[Natural language region descriptions]

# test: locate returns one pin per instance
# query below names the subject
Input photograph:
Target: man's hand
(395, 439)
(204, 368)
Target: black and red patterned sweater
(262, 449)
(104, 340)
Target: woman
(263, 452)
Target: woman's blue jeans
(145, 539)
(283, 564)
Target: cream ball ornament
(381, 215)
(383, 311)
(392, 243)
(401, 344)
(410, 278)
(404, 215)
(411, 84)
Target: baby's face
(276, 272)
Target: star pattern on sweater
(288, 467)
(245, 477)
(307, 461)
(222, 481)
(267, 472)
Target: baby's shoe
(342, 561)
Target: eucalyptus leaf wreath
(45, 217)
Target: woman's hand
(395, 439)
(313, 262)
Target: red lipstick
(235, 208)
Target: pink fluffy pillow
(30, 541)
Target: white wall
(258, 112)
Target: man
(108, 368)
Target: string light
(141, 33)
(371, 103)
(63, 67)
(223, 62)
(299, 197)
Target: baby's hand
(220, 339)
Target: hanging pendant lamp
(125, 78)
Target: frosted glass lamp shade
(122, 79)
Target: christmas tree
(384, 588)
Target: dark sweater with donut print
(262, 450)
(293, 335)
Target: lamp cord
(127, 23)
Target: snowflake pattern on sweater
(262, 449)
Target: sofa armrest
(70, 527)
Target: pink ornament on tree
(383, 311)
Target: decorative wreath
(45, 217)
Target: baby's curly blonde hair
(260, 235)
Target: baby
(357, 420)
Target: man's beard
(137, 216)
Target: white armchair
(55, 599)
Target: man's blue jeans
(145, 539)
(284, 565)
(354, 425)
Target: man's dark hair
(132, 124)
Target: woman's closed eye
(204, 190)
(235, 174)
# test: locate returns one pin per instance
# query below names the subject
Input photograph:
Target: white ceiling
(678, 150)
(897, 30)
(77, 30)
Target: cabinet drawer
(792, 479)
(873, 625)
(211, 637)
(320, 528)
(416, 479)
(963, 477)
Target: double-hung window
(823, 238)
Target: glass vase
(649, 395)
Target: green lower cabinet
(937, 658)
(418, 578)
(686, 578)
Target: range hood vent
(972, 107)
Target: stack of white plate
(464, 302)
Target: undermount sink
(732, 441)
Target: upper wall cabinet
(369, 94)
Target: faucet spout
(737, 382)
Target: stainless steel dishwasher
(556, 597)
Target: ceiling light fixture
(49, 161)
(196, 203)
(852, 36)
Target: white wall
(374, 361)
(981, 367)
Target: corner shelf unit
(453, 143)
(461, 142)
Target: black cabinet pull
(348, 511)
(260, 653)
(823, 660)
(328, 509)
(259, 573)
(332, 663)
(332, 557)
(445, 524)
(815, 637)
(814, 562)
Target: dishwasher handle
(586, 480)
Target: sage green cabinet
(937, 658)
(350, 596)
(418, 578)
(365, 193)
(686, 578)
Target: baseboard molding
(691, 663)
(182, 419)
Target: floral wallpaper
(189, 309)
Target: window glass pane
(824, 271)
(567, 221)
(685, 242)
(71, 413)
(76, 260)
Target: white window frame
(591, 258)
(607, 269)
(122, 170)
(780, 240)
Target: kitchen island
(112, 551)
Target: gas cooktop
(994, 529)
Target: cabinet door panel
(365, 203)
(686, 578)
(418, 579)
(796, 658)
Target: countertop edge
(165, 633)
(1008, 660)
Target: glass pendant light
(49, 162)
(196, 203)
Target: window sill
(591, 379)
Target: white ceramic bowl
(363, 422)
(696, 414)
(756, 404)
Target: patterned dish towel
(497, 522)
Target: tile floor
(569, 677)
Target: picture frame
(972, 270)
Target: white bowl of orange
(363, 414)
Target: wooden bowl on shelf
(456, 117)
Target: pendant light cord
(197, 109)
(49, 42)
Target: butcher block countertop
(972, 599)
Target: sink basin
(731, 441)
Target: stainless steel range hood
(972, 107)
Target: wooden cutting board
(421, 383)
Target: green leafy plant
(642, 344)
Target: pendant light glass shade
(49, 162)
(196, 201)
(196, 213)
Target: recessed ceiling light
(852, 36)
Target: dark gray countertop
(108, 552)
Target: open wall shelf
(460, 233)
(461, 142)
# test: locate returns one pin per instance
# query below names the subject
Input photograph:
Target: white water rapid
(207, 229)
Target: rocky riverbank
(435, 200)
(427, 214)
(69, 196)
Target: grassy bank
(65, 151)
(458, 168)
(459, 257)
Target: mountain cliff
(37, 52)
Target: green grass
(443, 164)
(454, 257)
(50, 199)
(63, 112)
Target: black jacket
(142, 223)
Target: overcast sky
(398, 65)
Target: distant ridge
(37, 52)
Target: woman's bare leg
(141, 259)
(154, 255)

§ WHAT TO PRODUCE: All lines from the one with "Target: butcher block countertop" onward to the end of the records above should be repeated exactly, and only those lines.

§ EXERCISE RESULT:
Target: butcher block countertop
(972, 599)
Target: sink basin
(731, 441)
Target: stainless steel range hood
(972, 107)
Target: wooden cutting board
(421, 383)
Target: green leafy plant
(642, 344)
Target: pendant light glass shade
(49, 162)
(196, 201)
(196, 213)
Target: recessed ceiling light
(852, 36)
Target: dark gray countertop
(108, 552)
Target: open wall shelf
(460, 233)
(461, 142)
# test: locate returns one pin per instance
# query below names the subject
Input photograph:
Target: white water rapid
(207, 229)
Target: rocky riverbank
(435, 200)
(427, 214)
(69, 196)
Target: grassy bank
(65, 151)
(458, 168)
(459, 257)
Target: mountain cliff
(37, 52)
Target: green grass
(443, 164)
(454, 257)
(50, 199)
(63, 112)
Target: black jacket
(142, 223)
Target: overcast sky
(398, 65)
Target: distant ridge
(37, 52)
Target: woman's bare leg
(141, 259)
(154, 255)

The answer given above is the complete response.